• _Job_
Write the listing out again, all of it, word for word.

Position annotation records
+ + +

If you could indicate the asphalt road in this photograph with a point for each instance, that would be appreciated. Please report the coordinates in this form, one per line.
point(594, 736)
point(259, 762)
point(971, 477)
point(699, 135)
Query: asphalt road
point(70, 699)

+ + +

• _Solved exercise_
If you could indicate the asphalt road in this photograph with a point for each instance, that would be appreciated. Please report the coordinates in this form, one per line.
point(594, 736)
point(259, 762)
point(971, 477)
point(699, 135)
Query: asphalt road
point(70, 699)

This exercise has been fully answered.